Work task:
Below are the records; copy each line in which "window" can be found.

[Stored items from a collection]

━━━━━━

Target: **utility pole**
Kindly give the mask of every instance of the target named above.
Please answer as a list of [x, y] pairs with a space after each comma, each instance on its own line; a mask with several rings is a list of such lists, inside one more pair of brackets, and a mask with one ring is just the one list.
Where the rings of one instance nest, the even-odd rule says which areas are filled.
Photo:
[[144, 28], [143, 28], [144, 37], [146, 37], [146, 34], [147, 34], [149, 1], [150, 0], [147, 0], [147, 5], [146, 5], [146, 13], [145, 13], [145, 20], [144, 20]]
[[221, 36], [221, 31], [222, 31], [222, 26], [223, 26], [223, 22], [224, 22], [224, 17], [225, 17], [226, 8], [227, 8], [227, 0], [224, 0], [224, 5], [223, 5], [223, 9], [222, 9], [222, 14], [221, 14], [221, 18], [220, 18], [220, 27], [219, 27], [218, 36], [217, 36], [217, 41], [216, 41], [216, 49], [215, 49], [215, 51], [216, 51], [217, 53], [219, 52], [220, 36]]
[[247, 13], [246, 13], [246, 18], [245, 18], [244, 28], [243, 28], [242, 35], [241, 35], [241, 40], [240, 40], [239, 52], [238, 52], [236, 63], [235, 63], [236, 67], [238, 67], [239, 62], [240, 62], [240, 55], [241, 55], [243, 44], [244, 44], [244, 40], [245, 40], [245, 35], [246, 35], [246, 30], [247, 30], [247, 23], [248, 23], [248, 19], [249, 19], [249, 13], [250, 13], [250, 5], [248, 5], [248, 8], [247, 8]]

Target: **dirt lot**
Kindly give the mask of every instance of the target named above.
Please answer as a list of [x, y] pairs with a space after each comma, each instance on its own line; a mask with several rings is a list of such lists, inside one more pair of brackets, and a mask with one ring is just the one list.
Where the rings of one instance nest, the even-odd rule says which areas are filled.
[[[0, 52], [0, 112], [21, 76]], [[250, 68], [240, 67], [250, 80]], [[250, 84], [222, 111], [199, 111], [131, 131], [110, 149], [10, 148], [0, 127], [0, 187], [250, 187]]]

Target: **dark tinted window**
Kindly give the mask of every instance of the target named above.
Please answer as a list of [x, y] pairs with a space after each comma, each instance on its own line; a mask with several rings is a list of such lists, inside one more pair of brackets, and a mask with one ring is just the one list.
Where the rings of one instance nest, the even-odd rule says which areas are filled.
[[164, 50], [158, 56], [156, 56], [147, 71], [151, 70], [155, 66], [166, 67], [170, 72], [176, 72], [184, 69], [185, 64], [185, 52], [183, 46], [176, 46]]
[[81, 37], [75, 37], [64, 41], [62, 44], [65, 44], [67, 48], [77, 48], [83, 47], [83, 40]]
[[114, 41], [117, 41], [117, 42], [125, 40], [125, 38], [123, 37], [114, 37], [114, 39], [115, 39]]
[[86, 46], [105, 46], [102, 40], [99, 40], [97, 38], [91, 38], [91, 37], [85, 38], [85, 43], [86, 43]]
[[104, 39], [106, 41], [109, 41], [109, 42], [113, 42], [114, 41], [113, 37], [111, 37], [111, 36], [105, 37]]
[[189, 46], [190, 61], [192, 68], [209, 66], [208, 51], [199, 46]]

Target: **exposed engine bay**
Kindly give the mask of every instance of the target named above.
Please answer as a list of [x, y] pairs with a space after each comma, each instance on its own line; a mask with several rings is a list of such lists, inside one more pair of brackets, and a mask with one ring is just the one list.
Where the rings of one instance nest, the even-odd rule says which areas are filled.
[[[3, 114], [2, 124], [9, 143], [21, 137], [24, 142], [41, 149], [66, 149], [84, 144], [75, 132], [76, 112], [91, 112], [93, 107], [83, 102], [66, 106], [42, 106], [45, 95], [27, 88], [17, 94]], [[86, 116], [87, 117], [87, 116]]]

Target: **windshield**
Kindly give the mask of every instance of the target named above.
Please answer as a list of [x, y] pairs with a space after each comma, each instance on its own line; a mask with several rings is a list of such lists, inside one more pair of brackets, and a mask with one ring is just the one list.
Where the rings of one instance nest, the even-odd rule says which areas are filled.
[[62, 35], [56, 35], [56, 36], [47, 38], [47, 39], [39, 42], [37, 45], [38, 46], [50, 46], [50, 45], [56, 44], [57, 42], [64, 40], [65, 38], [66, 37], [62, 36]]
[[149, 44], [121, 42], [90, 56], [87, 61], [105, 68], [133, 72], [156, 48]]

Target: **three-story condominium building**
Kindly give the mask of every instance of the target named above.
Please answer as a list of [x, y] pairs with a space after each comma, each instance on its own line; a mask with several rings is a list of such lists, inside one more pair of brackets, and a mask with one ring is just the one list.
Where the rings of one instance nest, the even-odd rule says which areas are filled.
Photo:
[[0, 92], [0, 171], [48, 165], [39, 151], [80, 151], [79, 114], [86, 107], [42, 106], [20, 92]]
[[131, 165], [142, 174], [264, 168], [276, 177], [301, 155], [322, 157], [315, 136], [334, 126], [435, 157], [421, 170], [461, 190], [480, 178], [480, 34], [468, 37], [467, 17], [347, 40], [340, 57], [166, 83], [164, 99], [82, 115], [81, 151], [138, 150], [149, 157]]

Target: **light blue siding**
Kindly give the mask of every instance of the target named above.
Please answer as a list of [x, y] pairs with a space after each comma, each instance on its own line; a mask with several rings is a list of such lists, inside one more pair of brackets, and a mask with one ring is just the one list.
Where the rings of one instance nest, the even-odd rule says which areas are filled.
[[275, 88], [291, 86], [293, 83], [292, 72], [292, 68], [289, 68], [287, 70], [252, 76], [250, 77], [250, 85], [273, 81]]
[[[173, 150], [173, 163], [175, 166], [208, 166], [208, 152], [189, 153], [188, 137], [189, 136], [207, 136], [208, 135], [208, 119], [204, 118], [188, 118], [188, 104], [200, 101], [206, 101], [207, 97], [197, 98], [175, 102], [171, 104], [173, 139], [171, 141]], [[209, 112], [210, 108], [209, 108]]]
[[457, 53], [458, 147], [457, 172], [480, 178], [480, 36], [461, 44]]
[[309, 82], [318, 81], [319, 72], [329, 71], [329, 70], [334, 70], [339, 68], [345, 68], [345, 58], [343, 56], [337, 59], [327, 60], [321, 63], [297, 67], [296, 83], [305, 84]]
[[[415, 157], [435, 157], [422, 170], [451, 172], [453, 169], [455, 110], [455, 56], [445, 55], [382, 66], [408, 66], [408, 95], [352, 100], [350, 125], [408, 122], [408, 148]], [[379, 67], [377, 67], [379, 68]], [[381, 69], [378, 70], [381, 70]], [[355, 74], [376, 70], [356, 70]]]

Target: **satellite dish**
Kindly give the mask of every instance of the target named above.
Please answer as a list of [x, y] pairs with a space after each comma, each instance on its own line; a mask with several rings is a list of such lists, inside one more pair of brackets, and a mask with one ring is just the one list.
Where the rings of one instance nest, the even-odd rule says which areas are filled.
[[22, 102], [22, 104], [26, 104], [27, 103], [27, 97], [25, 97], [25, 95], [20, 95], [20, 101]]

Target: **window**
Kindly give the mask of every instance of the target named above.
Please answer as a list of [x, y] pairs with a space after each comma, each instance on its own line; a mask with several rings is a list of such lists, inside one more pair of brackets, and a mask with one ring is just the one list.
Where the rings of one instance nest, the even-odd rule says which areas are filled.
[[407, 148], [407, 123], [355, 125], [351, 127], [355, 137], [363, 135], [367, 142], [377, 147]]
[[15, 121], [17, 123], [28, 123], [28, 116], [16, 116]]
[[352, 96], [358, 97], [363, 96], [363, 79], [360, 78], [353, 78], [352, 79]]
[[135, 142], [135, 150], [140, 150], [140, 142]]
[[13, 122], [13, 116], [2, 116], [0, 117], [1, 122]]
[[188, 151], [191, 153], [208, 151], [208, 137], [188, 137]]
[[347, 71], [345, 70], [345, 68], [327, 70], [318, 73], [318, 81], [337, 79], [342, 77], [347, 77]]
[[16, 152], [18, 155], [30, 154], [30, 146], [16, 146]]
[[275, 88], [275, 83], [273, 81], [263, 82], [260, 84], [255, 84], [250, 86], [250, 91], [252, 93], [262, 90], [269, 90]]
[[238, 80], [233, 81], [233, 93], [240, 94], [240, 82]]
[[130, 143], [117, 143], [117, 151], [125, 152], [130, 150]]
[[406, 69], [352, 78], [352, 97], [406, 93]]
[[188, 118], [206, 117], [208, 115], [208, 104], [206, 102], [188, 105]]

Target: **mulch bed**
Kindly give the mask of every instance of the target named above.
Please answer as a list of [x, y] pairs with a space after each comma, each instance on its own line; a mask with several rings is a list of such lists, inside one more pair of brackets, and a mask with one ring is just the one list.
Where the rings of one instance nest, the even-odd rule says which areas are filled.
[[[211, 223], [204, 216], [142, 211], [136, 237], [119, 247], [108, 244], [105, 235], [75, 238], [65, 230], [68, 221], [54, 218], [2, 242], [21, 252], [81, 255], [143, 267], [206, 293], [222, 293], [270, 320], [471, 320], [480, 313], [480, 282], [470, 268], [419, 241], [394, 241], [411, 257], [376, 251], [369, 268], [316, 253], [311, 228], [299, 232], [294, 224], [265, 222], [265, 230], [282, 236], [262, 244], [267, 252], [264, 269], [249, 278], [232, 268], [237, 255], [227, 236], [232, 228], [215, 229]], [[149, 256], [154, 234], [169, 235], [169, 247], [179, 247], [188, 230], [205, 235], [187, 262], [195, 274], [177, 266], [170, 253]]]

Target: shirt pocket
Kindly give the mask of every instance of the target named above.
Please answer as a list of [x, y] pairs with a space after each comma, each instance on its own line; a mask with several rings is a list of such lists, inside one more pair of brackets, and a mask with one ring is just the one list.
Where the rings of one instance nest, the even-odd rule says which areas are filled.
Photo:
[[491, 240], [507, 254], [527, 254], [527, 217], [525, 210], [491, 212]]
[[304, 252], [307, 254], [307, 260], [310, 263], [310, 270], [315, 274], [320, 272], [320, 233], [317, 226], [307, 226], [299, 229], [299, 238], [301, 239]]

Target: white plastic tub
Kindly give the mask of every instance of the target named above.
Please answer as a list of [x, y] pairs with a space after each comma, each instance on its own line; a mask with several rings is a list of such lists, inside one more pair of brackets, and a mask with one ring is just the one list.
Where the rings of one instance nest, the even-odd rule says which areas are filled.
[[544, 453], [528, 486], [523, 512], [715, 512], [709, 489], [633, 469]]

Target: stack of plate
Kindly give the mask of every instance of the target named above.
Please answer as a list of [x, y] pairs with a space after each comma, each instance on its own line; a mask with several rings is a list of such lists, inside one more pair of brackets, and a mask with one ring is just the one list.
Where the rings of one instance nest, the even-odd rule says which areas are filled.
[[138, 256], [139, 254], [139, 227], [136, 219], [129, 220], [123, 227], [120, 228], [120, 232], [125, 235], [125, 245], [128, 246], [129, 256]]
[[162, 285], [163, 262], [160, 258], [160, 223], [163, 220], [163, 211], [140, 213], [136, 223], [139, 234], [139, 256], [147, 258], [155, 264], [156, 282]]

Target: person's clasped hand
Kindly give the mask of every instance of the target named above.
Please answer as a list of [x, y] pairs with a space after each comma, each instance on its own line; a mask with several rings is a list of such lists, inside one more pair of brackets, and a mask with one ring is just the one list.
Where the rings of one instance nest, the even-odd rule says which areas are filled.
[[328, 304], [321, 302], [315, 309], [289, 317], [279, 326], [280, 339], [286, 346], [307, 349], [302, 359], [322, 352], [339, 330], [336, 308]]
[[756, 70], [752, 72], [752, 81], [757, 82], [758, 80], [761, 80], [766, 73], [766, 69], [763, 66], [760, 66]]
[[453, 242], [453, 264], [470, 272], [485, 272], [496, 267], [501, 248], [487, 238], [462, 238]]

━━━━━━

Solved exercise:
Target: **dark tinted window**
Target: **window**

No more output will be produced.